TASK TO CARRY OUT:
Filter the entries and keep only the lines where the string "below" appears.

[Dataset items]

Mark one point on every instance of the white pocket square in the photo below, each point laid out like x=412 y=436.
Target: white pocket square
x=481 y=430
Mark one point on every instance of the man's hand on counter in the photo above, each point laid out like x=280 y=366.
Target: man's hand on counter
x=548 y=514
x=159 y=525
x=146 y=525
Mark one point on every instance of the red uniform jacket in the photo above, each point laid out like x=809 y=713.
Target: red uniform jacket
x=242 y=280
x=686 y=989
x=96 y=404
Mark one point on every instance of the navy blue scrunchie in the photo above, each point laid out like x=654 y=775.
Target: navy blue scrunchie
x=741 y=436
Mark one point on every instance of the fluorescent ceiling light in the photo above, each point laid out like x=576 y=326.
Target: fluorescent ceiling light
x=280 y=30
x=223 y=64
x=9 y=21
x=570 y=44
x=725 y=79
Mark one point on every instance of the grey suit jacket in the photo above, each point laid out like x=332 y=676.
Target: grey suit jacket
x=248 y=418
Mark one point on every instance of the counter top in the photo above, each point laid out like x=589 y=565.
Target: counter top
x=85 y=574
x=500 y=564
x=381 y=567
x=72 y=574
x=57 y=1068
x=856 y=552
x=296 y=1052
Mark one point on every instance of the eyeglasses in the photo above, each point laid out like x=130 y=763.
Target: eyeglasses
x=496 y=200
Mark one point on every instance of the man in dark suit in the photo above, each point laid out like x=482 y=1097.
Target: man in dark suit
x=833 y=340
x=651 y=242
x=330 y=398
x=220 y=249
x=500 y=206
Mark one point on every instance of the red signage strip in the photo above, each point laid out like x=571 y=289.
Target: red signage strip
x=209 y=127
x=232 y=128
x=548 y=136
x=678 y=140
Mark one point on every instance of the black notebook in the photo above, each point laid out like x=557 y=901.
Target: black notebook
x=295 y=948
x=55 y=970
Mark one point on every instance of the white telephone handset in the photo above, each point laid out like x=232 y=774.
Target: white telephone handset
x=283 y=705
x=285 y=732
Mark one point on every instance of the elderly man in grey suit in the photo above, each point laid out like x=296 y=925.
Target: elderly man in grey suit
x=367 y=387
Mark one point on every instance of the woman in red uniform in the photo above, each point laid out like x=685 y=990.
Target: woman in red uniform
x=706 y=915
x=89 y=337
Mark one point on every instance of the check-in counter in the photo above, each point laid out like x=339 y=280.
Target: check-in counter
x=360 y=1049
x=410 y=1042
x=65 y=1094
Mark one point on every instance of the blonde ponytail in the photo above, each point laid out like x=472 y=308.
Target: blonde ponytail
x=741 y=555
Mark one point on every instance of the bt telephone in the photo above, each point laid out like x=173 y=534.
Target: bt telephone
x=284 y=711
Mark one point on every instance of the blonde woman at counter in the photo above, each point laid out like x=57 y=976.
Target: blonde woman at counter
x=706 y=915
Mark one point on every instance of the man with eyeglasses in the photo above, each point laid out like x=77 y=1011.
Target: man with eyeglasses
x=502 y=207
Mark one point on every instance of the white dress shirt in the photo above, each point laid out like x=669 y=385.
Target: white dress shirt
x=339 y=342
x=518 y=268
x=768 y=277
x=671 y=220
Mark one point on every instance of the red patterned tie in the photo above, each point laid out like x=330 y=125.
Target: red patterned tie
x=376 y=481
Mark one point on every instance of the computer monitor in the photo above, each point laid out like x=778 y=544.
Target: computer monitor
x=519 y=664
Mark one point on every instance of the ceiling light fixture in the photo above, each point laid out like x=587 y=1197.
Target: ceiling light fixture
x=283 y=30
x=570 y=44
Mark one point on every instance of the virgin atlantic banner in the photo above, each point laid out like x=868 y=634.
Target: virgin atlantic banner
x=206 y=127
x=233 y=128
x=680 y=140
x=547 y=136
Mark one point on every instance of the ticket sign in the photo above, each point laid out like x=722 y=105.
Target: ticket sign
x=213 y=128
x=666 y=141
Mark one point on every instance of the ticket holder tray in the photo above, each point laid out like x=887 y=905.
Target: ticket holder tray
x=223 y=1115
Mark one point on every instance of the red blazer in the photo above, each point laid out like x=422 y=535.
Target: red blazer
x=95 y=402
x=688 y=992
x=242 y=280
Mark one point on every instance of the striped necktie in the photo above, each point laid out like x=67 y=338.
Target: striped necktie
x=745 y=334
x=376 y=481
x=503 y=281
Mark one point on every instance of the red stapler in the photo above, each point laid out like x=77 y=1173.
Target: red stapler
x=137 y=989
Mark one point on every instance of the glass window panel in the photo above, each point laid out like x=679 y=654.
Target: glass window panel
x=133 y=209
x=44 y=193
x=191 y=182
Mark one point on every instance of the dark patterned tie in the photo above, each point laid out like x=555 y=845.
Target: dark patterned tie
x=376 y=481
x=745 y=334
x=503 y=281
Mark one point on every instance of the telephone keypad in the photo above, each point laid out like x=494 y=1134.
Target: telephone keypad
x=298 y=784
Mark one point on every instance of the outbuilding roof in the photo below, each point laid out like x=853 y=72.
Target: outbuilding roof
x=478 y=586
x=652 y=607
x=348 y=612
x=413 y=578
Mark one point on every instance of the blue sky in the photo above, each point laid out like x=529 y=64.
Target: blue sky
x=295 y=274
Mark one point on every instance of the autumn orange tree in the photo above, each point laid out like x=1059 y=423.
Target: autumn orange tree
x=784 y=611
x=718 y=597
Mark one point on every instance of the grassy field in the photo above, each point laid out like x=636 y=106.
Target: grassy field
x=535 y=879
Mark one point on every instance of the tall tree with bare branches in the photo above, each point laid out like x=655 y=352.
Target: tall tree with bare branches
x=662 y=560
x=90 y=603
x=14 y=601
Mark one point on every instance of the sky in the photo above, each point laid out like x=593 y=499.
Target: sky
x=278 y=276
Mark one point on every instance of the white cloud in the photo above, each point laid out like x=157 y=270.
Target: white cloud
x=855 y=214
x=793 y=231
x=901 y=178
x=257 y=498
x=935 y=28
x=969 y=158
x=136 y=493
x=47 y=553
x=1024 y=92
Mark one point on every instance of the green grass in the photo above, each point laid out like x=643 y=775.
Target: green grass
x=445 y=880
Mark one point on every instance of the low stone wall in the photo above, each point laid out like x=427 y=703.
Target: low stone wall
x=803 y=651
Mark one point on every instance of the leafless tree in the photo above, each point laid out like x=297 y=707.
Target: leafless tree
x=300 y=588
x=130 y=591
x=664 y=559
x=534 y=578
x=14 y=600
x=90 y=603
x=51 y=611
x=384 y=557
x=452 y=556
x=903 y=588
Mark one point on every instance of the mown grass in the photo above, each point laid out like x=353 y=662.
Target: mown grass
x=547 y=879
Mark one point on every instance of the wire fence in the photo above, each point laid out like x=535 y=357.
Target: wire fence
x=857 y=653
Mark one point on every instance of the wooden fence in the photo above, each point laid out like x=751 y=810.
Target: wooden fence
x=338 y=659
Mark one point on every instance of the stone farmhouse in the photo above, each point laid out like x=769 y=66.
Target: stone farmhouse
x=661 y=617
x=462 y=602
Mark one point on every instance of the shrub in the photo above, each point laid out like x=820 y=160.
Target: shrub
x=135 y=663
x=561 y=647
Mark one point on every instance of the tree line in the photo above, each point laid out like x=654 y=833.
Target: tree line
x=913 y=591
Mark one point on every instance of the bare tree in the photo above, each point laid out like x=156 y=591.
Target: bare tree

TASK OUTPUT:
Mark one point on every instance of the white pocket square in the photo below, each point laid out like x=412 y=436.
Mark one point on every instance of the outbuilding roof in the photo below, each point laid out like x=853 y=72.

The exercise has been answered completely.